[TRECHO DO DOCUMENTO]
((
Quando estive em Fernando de Noronha tive contato com vários tipos de armamentos e equipamentos de guerra. Um deles foi o telêmetro[xiii], que servia, entre coisas, para avistar os civis ou o inimigo. Tinham também os canhões 152,4 mm, que era preciso duas pessoas na padiola para botar na câmara, para depois disparar. Quando ele dava os estampidos muita gente “pocava” os ouvidos e se estivesse com a boca aberta mordia a língua. No morro, às vezes, desabava muitas pedras por conta do estampido do canhão.
Quando fui convocado, depois da guerra ter estourado, eu não tinha nenhuma ideia do que estava acontecendo no mundo. As notícias que eram publicadas nos jornais, na rádio ou até mesmo entre os meus amigos à época, tinha pouco conhecimento e pouco me interessava. Eu tinha medo, mas não tinha jeito.
Quando estive em Fernando de Noronha, local aonde fiz meu curso de combate, aconteceu um fato interessante. Tinha um tenente que obrigava a gente a ir a olhar para um canto e para outro e em uma das vezes apareceu um submarino. Quando o submarino apareceu nos preparamos para fazer fogo. Aí, ele falou que tínhamos que comunicar primeiro para o Rio, quando vier ordem do Rio, então nós poderíamos sentar fogo no submarino. Aconteceu o seguinte: o submarino emergiu foi embora e aí ninguém fez nada. Este submarino era alemão.
))
[MATERIAL DO EXERCÍCIO]
((
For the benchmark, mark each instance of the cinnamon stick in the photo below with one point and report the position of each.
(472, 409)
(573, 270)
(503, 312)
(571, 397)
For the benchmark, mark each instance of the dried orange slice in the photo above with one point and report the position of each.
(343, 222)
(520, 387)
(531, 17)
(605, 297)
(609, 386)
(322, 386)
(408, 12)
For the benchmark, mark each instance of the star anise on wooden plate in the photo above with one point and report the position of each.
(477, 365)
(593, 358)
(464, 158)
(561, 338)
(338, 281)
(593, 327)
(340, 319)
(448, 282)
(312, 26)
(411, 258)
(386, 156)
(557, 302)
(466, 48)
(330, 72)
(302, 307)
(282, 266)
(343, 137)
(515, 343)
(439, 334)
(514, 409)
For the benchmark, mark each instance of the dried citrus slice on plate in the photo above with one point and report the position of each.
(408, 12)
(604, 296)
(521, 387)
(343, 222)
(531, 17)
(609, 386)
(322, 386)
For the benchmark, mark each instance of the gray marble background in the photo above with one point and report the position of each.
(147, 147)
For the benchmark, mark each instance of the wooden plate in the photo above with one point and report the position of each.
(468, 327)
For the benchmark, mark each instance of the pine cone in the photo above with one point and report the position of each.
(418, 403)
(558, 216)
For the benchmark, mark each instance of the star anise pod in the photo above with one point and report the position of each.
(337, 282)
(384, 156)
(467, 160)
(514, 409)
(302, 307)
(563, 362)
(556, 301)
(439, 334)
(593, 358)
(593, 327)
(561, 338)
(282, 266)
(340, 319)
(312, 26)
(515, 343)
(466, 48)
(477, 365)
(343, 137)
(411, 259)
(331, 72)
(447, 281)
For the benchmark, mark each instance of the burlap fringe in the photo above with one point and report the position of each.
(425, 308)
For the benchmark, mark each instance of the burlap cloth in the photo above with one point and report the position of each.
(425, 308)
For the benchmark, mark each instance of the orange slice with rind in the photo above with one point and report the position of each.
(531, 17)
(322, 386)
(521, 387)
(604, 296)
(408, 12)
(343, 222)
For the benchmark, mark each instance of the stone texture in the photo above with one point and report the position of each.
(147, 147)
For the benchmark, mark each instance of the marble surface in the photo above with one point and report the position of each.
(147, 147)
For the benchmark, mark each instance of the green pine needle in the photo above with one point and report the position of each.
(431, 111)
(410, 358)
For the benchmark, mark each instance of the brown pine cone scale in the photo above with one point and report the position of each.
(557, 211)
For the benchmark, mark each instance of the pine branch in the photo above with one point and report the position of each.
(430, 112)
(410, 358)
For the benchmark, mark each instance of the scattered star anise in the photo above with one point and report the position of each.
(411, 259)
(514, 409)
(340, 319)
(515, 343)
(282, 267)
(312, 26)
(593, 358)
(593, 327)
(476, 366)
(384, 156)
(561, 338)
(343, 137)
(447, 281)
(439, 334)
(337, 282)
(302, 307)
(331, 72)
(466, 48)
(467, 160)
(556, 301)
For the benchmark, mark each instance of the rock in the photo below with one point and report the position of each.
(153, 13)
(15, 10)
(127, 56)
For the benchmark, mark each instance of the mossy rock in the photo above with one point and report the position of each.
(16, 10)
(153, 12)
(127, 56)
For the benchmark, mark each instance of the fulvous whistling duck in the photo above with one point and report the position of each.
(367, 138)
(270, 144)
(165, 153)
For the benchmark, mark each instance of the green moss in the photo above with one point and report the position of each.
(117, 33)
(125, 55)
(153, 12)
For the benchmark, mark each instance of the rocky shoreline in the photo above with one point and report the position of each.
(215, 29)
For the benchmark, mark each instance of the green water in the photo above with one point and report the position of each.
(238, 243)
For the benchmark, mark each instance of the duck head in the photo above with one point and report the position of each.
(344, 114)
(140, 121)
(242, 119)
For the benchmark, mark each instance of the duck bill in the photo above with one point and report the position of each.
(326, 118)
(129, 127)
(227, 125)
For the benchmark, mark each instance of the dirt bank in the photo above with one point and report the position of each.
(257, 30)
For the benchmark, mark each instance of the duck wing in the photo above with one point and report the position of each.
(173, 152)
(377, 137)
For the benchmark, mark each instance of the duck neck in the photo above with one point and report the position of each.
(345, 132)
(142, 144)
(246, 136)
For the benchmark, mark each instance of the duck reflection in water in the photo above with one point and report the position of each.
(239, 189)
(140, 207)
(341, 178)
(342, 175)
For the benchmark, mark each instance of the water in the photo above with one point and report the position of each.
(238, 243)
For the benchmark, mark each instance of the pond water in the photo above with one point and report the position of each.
))
[TAREFA ESCRITA 1] Pode repetir na íntegra, sem nenhuma alteração, o relato sobre Fernando de Noronha?
[TAREFA ESCRITA 2] Pode transcrever, sem alterações, as entradas que vão da linha que contém "For the benchmark, mark each instance of the duck neck" até o fim das entradas, com as duas pontas incluídas?
As entradas não têm nenhuma relação com o relato.

[RESULTADO DO EXERCÍCIO 1]
Quando estive em Fernando de Noronha tive contato com vários tipos de armamentos e equipamentos de guerra. Um deles foi o telêmetro[xiii], que servia, entre coisas, para avistar os civis ou o inimigo. Tinham também os canhões 152,4 mm, que era preciso duas pessoas na padiola para botar na câmara, para depois disparar. Quando ele dava os estampidos muita gente “pocava” os ouvidos e se estivesse com a boca aberta mordia a língua. No morro, às vezes, desabava muitas pedras por conta do estampido do canhão.
Quando fui convocado, depois da guerra ter estourado, eu não tinha nenhuma ideia do que estava acontecendo no mundo. As notícias que eram publicadas nos jornais, na rádio ou até mesmo entre os meus amigos à época, tinha pouco conhecimento e pouco me interessava. Eu tinha medo, mas não tinha jeito.
Quando estive em Fernando de Noronha, local aonde fiz meu curso de combate, aconteceu um fato interessante. Tinha um tenente que obrigava a gente a ir a olhar para um canto e para outro e em uma das vezes apareceu um submarino. Quando o submarino apareceu nos preparamos para fazer fogo. Aí, ele falou que tínhamos que comunicar primeiro para o Rio, quando vier ordem do Rio, então nós poderíamos sentar fogo no submarino. Aconteceu o seguinte: o submarino emergiu foi embora e aí ninguém fez nada. Este submarino era alemão.

[RESULTADO DO EXERCÍCIO 2]
For the benchmark, mark each instance of the duck neck in the photo above with one point and report the position of each.
(345, 132)
(142, 144)
(246, 136)
For the benchmark, mark each instance of the duck reflection in water in the photo above with one point and report the position of each.
(239, 189)
(140, 207)
(341, 178)
(342, 175)
For the benchmark, mark each instance of the water in the photo above with one point and report the position of each.
(238, 243)
For the benchmark, mark each instance of the pond water in the photo above with one point and report the position of each.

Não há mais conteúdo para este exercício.